* _TAREFA PROPOSTA 1_: Extraia do trecho sobre a suspensão do Plano Safra tudo o que vai desde "O agronegócio brasileiro" até "fertilizantes e combustíveis.".
* _TAREFA PROPOSTA 2_: Segundo o trecho sobre a suspensão do Plano Safra, que parcela do PIB corresponde ao agronegócio brasileiro?

* _TRECHO SELECIONADO_:

########

O Ministério da Fazenda justificou a medida como necessária para reavaliar os custos de equalização, que aumentaram significativamente devido à elevação da taxa básica de juros. O governo arca com a diferença entre as taxas subsidiadas oferecidas aos produtores — que variam de 7% a 12% ao ano para investimentos e 8% para custeio no Pronamp — e a Selic, o que elevou os gastos públicos em um contexto de orçamento restrito. Sem a aprovação da LOA, o Executivo opera com um limite mensal de 1/12 do orçamento previsto, o que inviabilizou a continuidade das linhas de crédito equalizadas.
A decisão gerou reações imediatas no setor agropecuário. A Frente Parlamentar da Agropecuária (FPA), presidida pelo deputado federal Pedro Lupion (PP-PR), classificou a suspensão como "revoltante" e um reflexo da "falta de responsabilidade fiscal" do governo. Em nota, a FPA alertou que a medida pode levar a uma redução da área plantada, queda na produtividade e aumento dos custos operacionais, comprometendo a segurança alimentar e econômica do país. "O crédito rural é a base da produção agrícola no Brasil. Sem ele, o impacto será sentido desde o campo até a mesa dos brasileiros", afirmou Lupion.
Produtores rurais, especialmente os médios e grandes, que dependem das taxas acessíveis do Plano Safra, agora enfrentam um cenário de incerteza. Em Mato Grosso, maior produtor de soja e milho do país, a Associação dos Produtores de Soja e Milho (Aprosoja-MT) manifestou preocupação com o financiamento da próxima safra. "A suspensão compromete a estabilidade financeira dos agricultores e pode refletir no abastecimento interno, influenciando até os preços dos alimentos", declarou a entidade em comunicado.
O impacto não se limita aos grandes produtores. Embora as operações de custeio do Pronaf tenham sido preservadas, a suspensão das demais linhas equalizadas pode dificultar investimentos em modernização e tecnologia para a agricultura familiar, essencial para a produção de alimentos básicos como arroz, feijão e mandioca. "O governo diz que protege os pequenos, mas sem crédito para investimentos, a agricultura familiar também perde competitividade", avalia Jaime Verruck, secretário de Meio Ambiente, Desenvolvimento, Ciência, Tecnologia e Inovação de Mato Grosso do Sul.
O agronegócio brasileiro é um dos pilares da economia nacional, respondendo por cerca de 25% do Produto Interno Bruto (PIB) e sendo o principal responsável pelo superávit comercial do país. Em 2024, o setor exportou mais de US$ 150 bilhões em produtos como soja, carne bovina e açúcar, consolidando o Brasil como um dos maiores fornecedores de alimentos do mundo. A interrupção do Plano Safra, mesmo que temporária, ameaça essa posição de liderança, especialmente em um momento em que os custos de produção já enfrentam pressões como a alta dos preços de fertilizantes e combustíveis.

########

* _CONJUNTO DE ENTRADAS_:
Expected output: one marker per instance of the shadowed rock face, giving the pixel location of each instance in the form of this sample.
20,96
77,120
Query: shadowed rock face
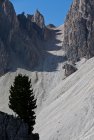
20,38
79,30
13,128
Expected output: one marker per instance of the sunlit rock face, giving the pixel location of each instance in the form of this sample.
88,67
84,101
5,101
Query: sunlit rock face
20,38
79,30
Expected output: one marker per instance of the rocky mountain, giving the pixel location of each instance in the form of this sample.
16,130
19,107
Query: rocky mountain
20,38
48,54
79,30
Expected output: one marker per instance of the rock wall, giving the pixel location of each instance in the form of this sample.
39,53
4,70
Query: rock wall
79,30
21,38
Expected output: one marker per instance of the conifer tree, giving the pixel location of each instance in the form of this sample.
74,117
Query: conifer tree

########

* _RESPOSTA COMPLETA 1_:
O agronegócio brasileiro é um dos pilares da economia nacional, respondendo por cerca de 25% do Produto Interno Bruto (PIB) e sendo o principal responsável pelo superávit comercial do país. Em 2024, o setor exportou mais de US$ 150 bilhões em produtos como soja, carne bovina e açúcar, consolidando o Brasil como um dos maiores fornecedores de alimentos do mundo. A interrupção do Plano Safra, mesmo que temporária, ameaça essa posição de liderança, especialmente em um momento em que os custos de produção já enfrentam pressões como a alta dos preços de fertilizantes e combustíveis.

* _RESPOSTA COMPLETA 2_: Cerca de 25% do Produto Interno Bruto (PIB).